::: RECORDS FOR THE EXERCISE :::

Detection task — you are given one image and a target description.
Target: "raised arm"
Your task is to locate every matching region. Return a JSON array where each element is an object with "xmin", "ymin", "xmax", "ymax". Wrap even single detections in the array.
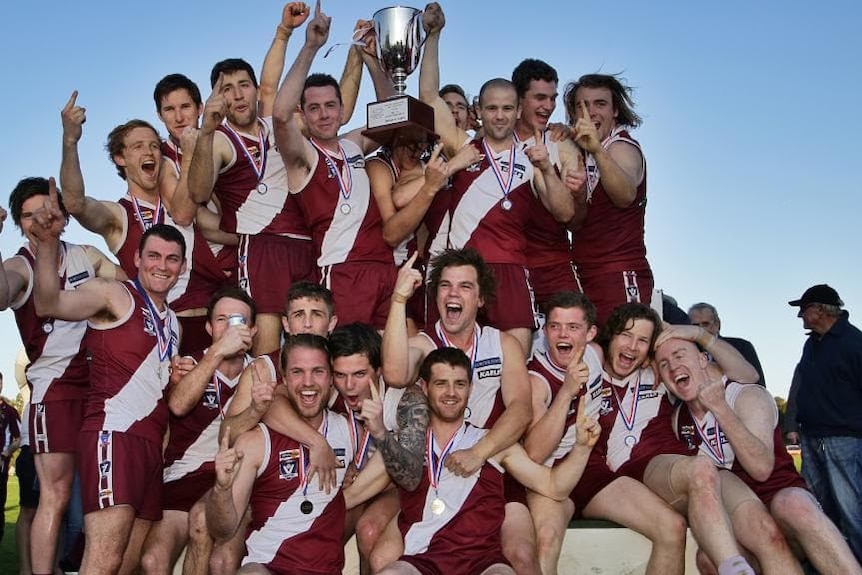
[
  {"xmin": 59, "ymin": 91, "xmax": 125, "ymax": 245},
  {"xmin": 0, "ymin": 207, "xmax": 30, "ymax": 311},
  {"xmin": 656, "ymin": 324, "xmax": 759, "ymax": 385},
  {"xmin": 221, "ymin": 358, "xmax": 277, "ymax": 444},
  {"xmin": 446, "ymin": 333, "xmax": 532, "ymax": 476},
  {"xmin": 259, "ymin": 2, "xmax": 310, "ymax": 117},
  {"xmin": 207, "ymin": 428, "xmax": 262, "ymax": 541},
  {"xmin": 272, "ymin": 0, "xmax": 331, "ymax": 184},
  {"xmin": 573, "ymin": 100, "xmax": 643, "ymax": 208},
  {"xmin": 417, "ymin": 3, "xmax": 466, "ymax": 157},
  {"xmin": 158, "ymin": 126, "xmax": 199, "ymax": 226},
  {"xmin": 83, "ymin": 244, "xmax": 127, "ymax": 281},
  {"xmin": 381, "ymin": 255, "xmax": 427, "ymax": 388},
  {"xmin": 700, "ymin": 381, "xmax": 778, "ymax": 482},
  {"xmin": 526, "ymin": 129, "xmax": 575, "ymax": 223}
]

:::
::: RECORDS FOR THE EXERCISE :::

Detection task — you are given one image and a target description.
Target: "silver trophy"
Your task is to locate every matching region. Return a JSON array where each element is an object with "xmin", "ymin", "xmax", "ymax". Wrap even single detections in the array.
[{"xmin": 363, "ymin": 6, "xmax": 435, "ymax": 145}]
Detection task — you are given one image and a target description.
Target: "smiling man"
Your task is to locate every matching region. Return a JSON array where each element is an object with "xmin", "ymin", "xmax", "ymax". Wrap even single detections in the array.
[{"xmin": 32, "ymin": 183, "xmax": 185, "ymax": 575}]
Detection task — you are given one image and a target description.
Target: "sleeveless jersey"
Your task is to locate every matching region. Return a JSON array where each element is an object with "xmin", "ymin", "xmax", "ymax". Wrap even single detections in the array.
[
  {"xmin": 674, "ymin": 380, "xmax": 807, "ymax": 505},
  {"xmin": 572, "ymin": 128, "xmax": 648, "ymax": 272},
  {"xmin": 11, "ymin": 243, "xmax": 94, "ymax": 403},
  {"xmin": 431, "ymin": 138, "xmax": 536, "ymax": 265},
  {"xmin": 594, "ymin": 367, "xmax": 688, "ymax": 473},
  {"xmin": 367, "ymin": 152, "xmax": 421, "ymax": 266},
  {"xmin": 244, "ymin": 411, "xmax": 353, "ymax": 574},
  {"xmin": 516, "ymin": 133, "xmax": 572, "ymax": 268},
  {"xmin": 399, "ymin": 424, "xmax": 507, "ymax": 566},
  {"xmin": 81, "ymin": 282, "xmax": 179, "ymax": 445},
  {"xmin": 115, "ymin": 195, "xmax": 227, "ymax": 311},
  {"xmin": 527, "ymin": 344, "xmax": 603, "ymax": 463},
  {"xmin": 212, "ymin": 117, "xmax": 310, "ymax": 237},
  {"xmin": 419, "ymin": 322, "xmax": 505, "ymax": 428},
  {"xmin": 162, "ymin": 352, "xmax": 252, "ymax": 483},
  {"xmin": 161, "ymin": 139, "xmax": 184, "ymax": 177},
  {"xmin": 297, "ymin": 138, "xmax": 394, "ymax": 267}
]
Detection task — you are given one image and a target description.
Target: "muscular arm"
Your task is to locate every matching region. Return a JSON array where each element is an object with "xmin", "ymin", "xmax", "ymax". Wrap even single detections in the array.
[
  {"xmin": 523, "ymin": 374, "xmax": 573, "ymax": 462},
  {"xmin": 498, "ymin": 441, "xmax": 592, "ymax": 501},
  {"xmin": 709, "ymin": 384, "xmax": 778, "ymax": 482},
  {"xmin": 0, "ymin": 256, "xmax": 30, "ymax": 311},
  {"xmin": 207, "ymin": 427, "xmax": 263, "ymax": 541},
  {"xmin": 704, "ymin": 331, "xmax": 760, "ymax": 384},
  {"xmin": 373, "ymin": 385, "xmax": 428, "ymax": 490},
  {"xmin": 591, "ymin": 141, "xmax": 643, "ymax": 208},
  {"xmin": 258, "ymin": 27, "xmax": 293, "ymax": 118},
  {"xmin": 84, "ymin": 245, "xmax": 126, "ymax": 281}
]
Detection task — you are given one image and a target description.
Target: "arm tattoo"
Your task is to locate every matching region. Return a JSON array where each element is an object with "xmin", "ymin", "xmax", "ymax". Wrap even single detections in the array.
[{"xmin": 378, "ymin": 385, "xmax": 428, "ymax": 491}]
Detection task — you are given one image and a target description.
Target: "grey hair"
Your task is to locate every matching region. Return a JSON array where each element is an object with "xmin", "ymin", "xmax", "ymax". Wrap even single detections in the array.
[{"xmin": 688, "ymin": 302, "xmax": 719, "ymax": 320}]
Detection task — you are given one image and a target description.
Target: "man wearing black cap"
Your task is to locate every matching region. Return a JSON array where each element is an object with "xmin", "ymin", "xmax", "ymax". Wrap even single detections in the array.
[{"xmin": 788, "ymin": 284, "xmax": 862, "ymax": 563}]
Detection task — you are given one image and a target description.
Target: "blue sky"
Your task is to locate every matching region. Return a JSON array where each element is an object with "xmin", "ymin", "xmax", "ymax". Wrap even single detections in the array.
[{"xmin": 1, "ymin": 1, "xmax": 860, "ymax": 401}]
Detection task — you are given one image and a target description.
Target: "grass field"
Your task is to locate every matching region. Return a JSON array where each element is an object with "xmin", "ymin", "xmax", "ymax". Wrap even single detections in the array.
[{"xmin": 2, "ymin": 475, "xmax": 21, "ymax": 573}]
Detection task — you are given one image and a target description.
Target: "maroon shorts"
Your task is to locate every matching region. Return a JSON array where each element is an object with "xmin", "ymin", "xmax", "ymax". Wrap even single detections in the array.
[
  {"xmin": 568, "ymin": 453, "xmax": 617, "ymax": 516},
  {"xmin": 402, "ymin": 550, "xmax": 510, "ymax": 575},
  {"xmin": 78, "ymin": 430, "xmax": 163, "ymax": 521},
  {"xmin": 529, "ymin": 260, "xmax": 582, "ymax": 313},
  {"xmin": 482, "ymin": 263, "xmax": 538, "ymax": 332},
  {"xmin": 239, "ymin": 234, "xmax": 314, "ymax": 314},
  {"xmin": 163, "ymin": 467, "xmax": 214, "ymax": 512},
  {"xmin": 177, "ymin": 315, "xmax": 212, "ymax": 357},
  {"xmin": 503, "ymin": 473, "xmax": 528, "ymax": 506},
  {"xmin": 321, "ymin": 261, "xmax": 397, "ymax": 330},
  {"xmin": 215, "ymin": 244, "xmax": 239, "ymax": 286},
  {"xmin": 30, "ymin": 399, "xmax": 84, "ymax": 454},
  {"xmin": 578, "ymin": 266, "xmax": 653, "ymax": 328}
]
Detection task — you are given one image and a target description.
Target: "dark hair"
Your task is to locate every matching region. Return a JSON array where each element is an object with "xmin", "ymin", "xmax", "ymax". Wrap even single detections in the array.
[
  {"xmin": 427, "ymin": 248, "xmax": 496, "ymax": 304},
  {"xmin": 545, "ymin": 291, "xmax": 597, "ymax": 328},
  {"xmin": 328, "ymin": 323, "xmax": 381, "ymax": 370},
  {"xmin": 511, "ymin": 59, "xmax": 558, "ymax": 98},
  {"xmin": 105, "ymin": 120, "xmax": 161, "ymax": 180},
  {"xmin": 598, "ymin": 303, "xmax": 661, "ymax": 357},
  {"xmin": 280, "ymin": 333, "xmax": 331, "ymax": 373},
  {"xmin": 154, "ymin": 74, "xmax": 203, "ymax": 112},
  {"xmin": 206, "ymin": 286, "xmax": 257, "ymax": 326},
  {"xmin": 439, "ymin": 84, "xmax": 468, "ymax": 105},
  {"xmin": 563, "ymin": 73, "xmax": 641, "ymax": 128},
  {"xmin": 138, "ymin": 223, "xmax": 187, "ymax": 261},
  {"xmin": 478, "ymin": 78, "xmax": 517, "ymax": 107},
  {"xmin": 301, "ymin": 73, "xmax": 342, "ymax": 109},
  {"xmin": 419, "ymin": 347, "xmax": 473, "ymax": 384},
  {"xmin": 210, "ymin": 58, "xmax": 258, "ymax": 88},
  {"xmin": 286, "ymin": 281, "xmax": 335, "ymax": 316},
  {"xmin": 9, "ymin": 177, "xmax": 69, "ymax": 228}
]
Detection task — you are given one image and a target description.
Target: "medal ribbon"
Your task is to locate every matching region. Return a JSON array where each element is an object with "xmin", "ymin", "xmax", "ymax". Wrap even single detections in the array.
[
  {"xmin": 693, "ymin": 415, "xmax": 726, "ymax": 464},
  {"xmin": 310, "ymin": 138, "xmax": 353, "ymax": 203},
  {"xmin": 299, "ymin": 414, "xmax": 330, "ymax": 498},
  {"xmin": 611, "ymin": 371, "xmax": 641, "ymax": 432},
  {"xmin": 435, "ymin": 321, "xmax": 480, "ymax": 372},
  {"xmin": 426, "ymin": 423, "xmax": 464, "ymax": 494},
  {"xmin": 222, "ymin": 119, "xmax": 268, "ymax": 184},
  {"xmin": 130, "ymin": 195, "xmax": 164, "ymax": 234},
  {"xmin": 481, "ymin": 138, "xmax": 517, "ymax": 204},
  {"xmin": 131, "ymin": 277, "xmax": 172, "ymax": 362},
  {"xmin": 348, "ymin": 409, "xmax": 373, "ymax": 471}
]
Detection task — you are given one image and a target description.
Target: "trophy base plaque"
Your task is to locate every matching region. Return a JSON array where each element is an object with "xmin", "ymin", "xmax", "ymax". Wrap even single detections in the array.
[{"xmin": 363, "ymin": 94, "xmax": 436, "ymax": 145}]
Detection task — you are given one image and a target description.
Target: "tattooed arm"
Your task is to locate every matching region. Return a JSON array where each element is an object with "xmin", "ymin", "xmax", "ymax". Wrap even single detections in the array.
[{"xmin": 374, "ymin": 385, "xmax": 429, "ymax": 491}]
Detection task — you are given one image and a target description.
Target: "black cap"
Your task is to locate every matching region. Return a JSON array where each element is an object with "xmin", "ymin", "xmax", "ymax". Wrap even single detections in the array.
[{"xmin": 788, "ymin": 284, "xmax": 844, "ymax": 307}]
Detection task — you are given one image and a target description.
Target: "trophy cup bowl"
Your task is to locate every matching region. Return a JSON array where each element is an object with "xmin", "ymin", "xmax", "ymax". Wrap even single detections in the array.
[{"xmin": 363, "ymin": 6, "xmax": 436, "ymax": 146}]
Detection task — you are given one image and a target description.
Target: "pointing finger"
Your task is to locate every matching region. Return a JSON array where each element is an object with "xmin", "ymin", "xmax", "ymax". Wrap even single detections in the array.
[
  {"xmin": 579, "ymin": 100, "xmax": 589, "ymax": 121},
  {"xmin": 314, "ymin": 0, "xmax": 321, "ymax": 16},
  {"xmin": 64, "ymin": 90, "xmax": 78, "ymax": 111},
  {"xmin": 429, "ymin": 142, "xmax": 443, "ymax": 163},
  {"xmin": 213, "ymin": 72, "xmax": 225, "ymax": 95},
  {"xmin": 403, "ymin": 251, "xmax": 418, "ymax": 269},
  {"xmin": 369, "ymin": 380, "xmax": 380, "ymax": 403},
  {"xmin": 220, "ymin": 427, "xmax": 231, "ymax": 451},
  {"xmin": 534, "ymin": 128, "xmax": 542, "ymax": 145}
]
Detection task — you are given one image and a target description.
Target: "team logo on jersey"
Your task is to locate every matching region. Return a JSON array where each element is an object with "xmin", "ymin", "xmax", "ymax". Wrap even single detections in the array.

:::

- **TASK DIRECTIONS**
Your task is to copy each line of the listing that holds the word "trophy".

- **ANSWER BOX**
Target: "silver trophy"
Target: "trophy base plaque"
Target: "trophy cup bowl"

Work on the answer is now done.